Set task
Transcribe the lines below verbatim, from the line with "Find the white sneaker" up to and including the line with "[(165, 96)]".

Dataset
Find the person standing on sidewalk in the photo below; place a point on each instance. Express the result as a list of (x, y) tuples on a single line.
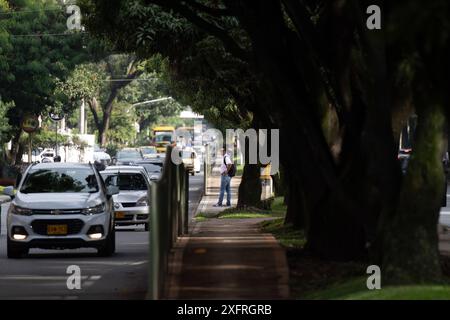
[(225, 179)]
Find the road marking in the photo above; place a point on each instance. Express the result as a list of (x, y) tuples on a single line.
[(138, 263)]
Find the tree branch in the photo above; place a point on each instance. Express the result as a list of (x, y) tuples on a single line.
[(229, 43), (215, 12)]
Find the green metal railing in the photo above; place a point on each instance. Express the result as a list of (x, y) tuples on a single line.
[(207, 169), (169, 215)]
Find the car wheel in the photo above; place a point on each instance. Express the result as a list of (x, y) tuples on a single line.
[(15, 251), (109, 247)]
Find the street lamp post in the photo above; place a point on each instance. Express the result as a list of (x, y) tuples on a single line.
[(56, 117)]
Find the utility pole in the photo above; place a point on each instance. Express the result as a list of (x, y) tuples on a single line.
[(81, 124)]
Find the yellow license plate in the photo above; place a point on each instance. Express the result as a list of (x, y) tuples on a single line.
[(57, 229), (120, 215)]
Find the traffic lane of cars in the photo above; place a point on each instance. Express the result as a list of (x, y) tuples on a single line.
[(131, 204), (43, 274), (61, 205)]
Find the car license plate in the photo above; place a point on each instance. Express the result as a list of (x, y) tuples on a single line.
[(57, 229), (120, 215)]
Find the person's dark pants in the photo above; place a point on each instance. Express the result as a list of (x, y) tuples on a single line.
[(225, 182)]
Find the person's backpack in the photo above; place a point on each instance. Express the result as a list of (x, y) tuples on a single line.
[(232, 171)]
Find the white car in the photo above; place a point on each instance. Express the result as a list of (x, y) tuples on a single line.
[(191, 160), (61, 206), (131, 205)]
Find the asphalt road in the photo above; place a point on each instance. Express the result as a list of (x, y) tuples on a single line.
[(43, 273)]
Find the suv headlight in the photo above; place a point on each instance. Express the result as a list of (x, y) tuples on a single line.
[(94, 210), (142, 202), (20, 211)]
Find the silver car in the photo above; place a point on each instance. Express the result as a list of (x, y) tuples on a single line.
[(131, 205), (59, 206)]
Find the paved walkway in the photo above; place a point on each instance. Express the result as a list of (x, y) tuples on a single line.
[(227, 258), (211, 196)]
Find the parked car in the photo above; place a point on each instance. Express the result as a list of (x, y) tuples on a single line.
[(149, 152), (127, 156), (153, 168), (131, 205), (40, 155), (61, 206), (190, 160), (101, 156)]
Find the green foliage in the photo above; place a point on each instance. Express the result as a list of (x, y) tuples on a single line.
[(4, 126), (122, 129), (45, 138), (287, 235)]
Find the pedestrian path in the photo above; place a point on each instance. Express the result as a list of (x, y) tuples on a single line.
[(227, 258), (210, 198)]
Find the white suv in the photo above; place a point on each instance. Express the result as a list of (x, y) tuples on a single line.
[(131, 204), (59, 206)]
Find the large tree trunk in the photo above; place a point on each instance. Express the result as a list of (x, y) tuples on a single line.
[(107, 113), (15, 149), (410, 240), (250, 187)]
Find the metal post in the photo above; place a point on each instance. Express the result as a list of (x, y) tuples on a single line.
[(56, 138), (30, 148), (186, 203)]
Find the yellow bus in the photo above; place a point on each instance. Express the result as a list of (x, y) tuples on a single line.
[(162, 137)]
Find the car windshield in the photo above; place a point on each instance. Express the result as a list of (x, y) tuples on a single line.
[(187, 155), (125, 181), (129, 154), (151, 168), (148, 150), (61, 180), (163, 138)]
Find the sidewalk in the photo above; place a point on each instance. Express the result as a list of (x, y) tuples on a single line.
[(227, 258), (212, 193)]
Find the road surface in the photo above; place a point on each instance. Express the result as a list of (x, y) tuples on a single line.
[(43, 273)]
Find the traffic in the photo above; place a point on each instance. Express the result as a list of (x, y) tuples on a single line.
[(61, 205)]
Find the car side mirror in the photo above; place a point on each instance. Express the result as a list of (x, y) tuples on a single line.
[(9, 191), (112, 190)]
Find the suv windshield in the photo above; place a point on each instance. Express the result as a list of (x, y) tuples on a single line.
[(77, 180), (150, 167), (126, 181), (148, 150), (129, 154), (163, 138)]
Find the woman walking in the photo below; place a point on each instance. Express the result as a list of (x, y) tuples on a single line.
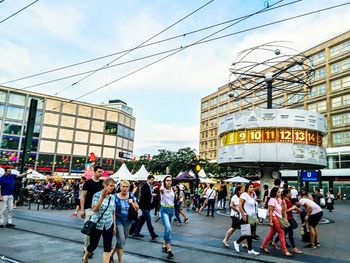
[(167, 195), (287, 198), (275, 214), (247, 208), (103, 207), (123, 200), (235, 215)]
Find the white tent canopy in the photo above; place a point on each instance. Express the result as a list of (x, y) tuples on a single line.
[(35, 175), (237, 179), (123, 174), (141, 174), (206, 180), (202, 174)]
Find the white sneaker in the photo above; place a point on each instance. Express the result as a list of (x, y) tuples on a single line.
[(253, 252), (236, 246)]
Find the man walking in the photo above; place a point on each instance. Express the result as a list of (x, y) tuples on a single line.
[(90, 187), (146, 198), (7, 186)]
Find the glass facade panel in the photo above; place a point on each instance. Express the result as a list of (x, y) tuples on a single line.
[(17, 99), (10, 142), (111, 128), (13, 128), (15, 113)]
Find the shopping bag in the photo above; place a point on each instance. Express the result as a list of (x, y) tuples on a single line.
[(262, 213), (246, 230)]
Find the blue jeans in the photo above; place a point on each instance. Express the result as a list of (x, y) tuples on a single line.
[(167, 215), (145, 217)]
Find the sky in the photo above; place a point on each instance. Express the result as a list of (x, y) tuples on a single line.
[(165, 96)]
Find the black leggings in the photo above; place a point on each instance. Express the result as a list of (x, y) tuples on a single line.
[(249, 238), (211, 204), (288, 231), (107, 235)]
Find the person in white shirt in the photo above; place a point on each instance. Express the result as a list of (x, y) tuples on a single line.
[(211, 194), (247, 208), (235, 215), (313, 216), (294, 193)]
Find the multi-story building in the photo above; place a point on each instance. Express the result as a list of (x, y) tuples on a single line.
[(330, 95), (66, 132)]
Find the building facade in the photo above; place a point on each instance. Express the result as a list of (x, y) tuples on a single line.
[(330, 95), (66, 133)]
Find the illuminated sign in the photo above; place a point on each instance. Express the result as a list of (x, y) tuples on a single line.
[(270, 135)]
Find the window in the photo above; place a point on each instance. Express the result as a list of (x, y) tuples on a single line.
[(336, 120), (205, 105), (346, 82), (17, 99), (336, 102), (10, 142), (335, 68), (13, 128), (15, 113), (322, 106), (346, 100), (205, 115), (223, 107), (223, 97), (214, 101), (335, 85), (213, 112), (345, 64), (337, 138), (111, 128)]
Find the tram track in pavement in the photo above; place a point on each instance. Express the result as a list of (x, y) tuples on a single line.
[(202, 249)]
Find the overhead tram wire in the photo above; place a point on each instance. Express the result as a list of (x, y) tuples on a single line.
[(139, 45), (32, 3), (142, 46), (194, 44), (167, 56)]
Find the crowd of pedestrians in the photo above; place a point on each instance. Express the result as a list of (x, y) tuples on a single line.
[(110, 207)]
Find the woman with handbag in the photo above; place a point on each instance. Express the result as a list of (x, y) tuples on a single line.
[(276, 219), (167, 196), (126, 213), (235, 214), (103, 207), (287, 198), (247, 208)]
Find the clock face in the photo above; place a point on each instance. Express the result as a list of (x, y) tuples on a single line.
[(275, 174)]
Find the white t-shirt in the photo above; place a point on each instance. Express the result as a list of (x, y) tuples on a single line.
[(294, 193), (235, 200), (249, 204), (315, 207), (210, 193)]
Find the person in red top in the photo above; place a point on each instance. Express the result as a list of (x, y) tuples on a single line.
[(287, 198)]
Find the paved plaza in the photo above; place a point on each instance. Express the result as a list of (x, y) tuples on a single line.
[(54, 236)]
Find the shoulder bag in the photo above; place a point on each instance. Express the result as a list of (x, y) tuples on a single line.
[(132, 212), (90, 226)]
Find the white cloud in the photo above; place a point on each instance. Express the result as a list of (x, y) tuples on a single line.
[(171, 136)]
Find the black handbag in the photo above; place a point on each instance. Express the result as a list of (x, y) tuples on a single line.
[(89, 226), (133, 215)]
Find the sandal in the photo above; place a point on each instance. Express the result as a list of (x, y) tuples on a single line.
[(287, 254), (296, 251), (275, 245), (226, 244), (265, 250)]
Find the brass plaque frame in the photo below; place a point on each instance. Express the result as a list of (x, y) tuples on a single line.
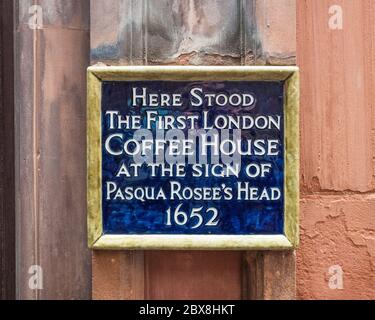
[(290, 238)]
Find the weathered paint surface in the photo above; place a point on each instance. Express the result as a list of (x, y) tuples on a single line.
[(190, 32), (337, 150), (50, 150), (213, 32)]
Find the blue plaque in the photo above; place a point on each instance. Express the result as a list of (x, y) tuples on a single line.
[(195, 162)]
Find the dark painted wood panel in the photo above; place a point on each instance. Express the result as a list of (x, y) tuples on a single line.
[(51, 150), (7, 200)]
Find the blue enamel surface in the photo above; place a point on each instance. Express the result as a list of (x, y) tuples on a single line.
[(236, 217)]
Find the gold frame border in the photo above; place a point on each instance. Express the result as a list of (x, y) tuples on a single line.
[(290, 239)]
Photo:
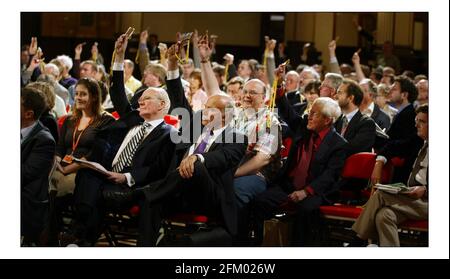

Response to this task
Find the white sneaker in the photo above; place a point on each instance. Express the result as a list of (x, y) tuples on a single line.
[(253, 252), (236, 246)]
Find the man walking in the photo above; place a point on each instance. Express the result as a list of (x, y) tuples on a single line.
[(90, 187), (146, 198), (7, 186)]
Find the glass facade panel in the photo above; place a point on each instance. Express the result as a list of (x, y) tuples on a single line.
[(17, 99), (10, 142), (111, 128), (13, 128), (15, 113)]
Find the shopping bag in the photo above; place a point on each instance. Express the result as a list of (x, y) tuples on a single line.
[(262, 213), (246, 230)]
Find the blue jeans in the photo above; place a point on each instance. Express the result as a list of (x, y) tuples on a single line.
[(167, 215), (145, 217)]
Find the sky in the photo above; place a point on each instance. Express the result as a list of (x, y) tuples on a single line.
[(165, 96)]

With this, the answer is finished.